*** Data provided ***

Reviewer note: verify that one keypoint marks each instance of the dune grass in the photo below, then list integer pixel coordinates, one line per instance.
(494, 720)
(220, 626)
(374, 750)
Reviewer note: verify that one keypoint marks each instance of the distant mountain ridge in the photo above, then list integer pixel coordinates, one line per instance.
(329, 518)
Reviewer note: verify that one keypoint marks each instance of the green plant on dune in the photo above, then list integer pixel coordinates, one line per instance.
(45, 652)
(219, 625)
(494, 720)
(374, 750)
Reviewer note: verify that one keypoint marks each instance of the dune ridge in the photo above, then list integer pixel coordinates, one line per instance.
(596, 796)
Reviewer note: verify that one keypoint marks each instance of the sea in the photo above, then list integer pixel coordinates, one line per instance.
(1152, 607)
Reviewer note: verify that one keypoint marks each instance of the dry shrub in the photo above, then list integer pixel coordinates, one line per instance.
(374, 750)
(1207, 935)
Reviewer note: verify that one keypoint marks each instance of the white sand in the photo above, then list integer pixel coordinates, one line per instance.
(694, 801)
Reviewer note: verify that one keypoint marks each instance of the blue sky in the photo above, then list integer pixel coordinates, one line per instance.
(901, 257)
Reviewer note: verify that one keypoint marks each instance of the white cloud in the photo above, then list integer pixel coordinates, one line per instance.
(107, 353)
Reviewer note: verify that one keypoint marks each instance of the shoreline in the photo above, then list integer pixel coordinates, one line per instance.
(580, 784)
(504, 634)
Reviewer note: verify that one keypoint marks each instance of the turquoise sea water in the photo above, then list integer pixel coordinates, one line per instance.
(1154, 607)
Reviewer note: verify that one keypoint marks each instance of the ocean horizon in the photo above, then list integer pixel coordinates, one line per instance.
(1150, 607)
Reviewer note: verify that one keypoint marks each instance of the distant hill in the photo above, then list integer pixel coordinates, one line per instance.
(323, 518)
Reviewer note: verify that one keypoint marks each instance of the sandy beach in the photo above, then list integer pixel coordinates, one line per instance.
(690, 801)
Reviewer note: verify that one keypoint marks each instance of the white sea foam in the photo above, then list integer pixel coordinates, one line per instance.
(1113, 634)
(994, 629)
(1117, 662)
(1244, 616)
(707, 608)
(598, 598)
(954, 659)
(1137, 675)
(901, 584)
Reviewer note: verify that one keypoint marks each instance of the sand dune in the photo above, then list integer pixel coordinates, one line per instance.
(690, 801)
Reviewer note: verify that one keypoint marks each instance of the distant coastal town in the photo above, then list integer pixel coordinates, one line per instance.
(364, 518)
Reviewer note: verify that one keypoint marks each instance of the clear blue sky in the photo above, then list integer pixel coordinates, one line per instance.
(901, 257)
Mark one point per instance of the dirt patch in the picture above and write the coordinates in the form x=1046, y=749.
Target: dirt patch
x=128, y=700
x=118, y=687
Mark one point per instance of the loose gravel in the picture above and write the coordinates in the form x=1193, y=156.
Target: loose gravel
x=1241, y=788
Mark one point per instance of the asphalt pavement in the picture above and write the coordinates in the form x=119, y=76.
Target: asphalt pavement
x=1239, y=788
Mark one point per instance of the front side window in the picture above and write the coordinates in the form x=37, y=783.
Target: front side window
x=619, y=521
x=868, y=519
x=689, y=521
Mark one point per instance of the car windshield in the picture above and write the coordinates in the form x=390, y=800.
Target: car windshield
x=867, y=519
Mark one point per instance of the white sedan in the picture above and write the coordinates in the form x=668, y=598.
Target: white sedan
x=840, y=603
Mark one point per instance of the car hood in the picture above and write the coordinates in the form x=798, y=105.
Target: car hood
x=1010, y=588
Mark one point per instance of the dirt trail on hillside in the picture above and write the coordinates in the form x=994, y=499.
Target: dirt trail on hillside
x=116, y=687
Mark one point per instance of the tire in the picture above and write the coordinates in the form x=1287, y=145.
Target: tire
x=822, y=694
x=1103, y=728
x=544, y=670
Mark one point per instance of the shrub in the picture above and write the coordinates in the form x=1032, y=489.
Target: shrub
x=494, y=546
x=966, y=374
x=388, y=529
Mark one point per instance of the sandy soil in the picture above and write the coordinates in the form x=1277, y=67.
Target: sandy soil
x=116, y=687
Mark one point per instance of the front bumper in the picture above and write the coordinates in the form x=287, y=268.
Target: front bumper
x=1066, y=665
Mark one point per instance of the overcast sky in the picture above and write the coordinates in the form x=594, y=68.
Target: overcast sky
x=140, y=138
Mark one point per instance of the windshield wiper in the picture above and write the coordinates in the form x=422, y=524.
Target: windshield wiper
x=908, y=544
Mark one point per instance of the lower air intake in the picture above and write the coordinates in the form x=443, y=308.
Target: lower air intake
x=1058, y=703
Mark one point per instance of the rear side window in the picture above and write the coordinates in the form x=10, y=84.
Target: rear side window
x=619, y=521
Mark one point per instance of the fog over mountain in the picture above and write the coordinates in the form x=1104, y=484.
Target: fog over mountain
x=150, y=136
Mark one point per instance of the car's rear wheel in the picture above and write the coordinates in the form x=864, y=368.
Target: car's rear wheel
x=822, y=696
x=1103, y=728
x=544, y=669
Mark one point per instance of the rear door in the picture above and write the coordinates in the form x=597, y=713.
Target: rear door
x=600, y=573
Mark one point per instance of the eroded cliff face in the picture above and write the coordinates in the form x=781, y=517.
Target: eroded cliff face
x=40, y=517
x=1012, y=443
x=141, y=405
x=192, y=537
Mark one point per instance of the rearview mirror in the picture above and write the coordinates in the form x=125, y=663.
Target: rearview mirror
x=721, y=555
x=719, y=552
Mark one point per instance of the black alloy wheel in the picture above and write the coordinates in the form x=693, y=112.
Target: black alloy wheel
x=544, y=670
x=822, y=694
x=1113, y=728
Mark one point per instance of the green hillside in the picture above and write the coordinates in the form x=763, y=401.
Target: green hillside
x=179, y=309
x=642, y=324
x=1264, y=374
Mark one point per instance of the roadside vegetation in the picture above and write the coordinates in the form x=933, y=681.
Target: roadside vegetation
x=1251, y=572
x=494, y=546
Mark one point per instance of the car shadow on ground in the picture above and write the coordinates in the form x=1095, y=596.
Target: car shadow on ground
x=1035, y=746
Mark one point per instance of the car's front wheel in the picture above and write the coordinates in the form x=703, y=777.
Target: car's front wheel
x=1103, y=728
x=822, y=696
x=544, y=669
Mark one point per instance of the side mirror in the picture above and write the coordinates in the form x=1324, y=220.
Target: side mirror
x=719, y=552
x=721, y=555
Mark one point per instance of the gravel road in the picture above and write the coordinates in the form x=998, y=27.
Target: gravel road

*** End of Data provided ***

Exercise goal
Exact reproduction of every entry is needed.

Answer section
Reviewer note: verify that one keypoint marks each instance of the dune grass in the photo below, then list integer pixel coordinates, one line per instance.
(494, 720)
(220, 626)
(374, 750)
Reviewer note: verify that one keypoint marks each instance of the distant mountain ridge in the photo above, then list integer pixel coordinates, one line per instance.
(329, 518)
Reviewer note: verify that one keypoint marks each instance of the green plant on dune in the photo above, then list integer pixel coordinates, one line per instance.
(45, 652)
(219, 625)
(494, 720)
(374, 750)
Reviewer note: verify that one keypoint marks each instance of the dune ridge in the photo above, then list integer pixel coordinates, one line per instance.
(596, 796)
Reviewer note: verify that one keypoint marks each instance of the sea in the photo above, then list integer pixel coordinates, one line per instance.
(1152, 607)
Reviewer note: verify that one keypoint marks each instance of the dry shrub in the photo above, then list integer pixel coordinates, one line per instance.
(374, 750)
(1207, 935)
Reviewer note: verify that one keypoint marks each instance of the white sand in the photo above, then list integer pixel coordinates, one line per instance.
(694, 801)
Reviewer note: verify that one keypoint marks each instance of the blue sky in the photo above, then list integer pixel coordinates, one line per instance.
(901, 257)
Reviewer note: verify that one keypoint marks each instance of the white cloud in the photo above, then list integer pixel coordinates, one line per instance.
(107, 353)
Reviewer note: verify that one keypoint marks each instance of the shoreline in the photo above, then list integer pixel coordinates, one line per instance.
(580, 784)
(504, 634)
Reviewer note: verify that one keypoint marks each instance of the turquoise sea water in the photo above, then list integer pixel coordinates, one line per instance.
(1154, 607)
Reviewer note: verify that one keypoint marks each instance of the ocean horizon in the photo above, then list integer pixel coordinates, one line per instance.
(1150, 607)
Reviewer note: verify that one keypoint marks each instance of the distant hill in the photo above, then list integer pixel coordinates, one line per instance.
(323, 518)
Reviewer note: verify that one keypoint marks each instance of the sandy beach in the photo above, then list integer pixel coordinates, one line per instance.
(690, 801)
Reviewer note: verify that one keypoint marks each instance of the white sea foam in the photo above, then list integer pixel coordinates, one line per instance.
(1113, 634)
(994, 629)
(1117, 662)
(1244, 616)
(707, 608)
(598, 598)
(954, 659)
(1137, 675)
(901, 584)
Reviewer note: verify that one keypoint marks each instance of the sand dune in the photo above, then list integer pixel coordinates, one line per instance.
(690, 801)
Reviewer note: verify that one keypoint marks each instance of the distant coastal town in the photo above, then list integer pixel coordinates, one line per instance.
(364, 518)
Reviewer note: verify that one keypoint marks each instance of the clear blue sky in the photo above, then list integer pixel coordinates, one line per instance.
(901, 257)
Mark one point per instance of the dirt patch in the picture above and write the coordinates in the form x=1046, y=749.
Target: dirt patch
x=128, y=700
x=118, y=687
Mark one point per instance of the loose gravel in the picture above and write the coordinates in the form x=1193, y=156.
Target: loose gravel
x=1241, y=788
Mark one point per instance of the asphalt pavement in the picture above and write the coordinates in the form x=119, y=76.
Target: asphalt pavement
x=1239, y=788
Mark one point per instance of the front side window in the picture above and write the coordinates in the form x=37, y=783.
Target: front side window
x=619, y=521
x=868, y=519
x=689, y=521
Mark one point per instance of the car windshield in the picture above and write the coordinates in the form x=390, y=800.
Target: car windshield
x=867, y=519
Mark one point per instance of the white sedan in the picture above and write the coordinates in the form x=668, y=598.
Target: white sedan
x=840, y=603
Mark one point per instance of the car hood in the picture above and write the coordinates in the form x=798, y=105.
Target: car hood
x=1010, y=588
Mark one point per instance of the dirt trail on hillside in the picture above and write the coordinates in the form x=994, y=499.
Target: dirt trail on hillside
x=116, y=687
Mark one point per instance of the tire in the picture above and write the coordinates in the form x=1287, y=145.
Target: tire
x=822, y=694
x=1103, y=728
x=544, y=670
Mark one point per instance of the shrub in the picture above and write the coordinates in the form x=1032, y=489.
Target: shrub
x=494, y=546
x=966, y=374
x=388, y=529
Mark one point per instance of the sandy soil in the picture above and write the coordinates in the form x=1277, y=67.
Target: sandy soil
x=116, y=687
Mark one point per instance of the front bumper in the picture above and write the coordinates in the form x=287, y=268.
Target: front bumper
x=1066, y=665
Mark one point per instance of the overcast sky in the picture above and write the coordinates in the form x=594, y=68.
Target: overcast sky
x=140, y=138
Mark one point per instance of the windshield wiper in the picture above and write the coordinates in the form x=422, y=524.
Target: windshield wiper
x=908, y=544
Mark one point per instance of the lower air intake in the picture above and write the coordinates in the form x=443, y=308.
Target: lower air intake
x=1058, y=703
Mark one point per instance of the rear side window in the picture above and write the coordinates in the form x=10, y=84.
Target: rear side window
x=619, y=521
Mark one point per instance of the fog over mountain in the picture above and write the coordinates in the form x=1104, y=484.
Target: fog over mountain
x=150, y=136
Mark one point per instance of the car's rear wheel in the picture above and write the coordinates in the form x=864, y=368.
Target: car's rear wheel
x=822, y=696
x=1103, y=728
x=544, y=669
Mark one point per instance of the rear door in the picture above and write the coordinates in the form x=597, y=713.
Target: rear door
x=600, y=573
Mark one point per instance of the eroded cliff face in the picture above and write the coordinates in the form x=781, y=517.
Target: eroded cliff face
x=40, y=517
x=1012, y=443
x=141, y=405
x=192, y=537
Mark one point per instance of the rearview mirror in the picture above and write the coordinates in the form x=125, y=663.
Target: rearview mirror
x=721, y=555
x=719, y=552
Mark one point per instance of the black alloy wheel in the picture above and write the coordinates in the form x=693, y=112.
Target: black alloy wheel
x=544, y=670
x=822, y=694
x=1113, y=728
Mark one point per instance of the green hillside in the picture above and write the coordinates in the form x=763, y=401.
Target: green hillside
x=179, y=309
x=642, y=324
x=1264, y=374
Mark one point per instance of the roadside vegetation in the picture above and write the coordinates in the form x=933, y=681.
Target: roadside vegetation
x=1251, y=572
x=494, y=546
Mark one point per instance of the car shadow on ground in the picture above and write the coordinates in the form x=1095, y=596.
Target: car shadow on ground
x=1035, y=746
Mark one point per instance of the car's front wheel in the picture above and write the coordinates in the form x=703, y=777.
Target: car's front wheel
x=1103, y=728
x=822, y=696
x=544, y=669
Mark one point per instance of the side mirror in the picture above and write the coordinates in the form x=1324, y=220.
Target: side mirror
x=719, y=552
x=721, y=555
Mark one point per instance of the gravel road in the picture above and write the coordinates in the form x=998, y=27.
Target: gravel road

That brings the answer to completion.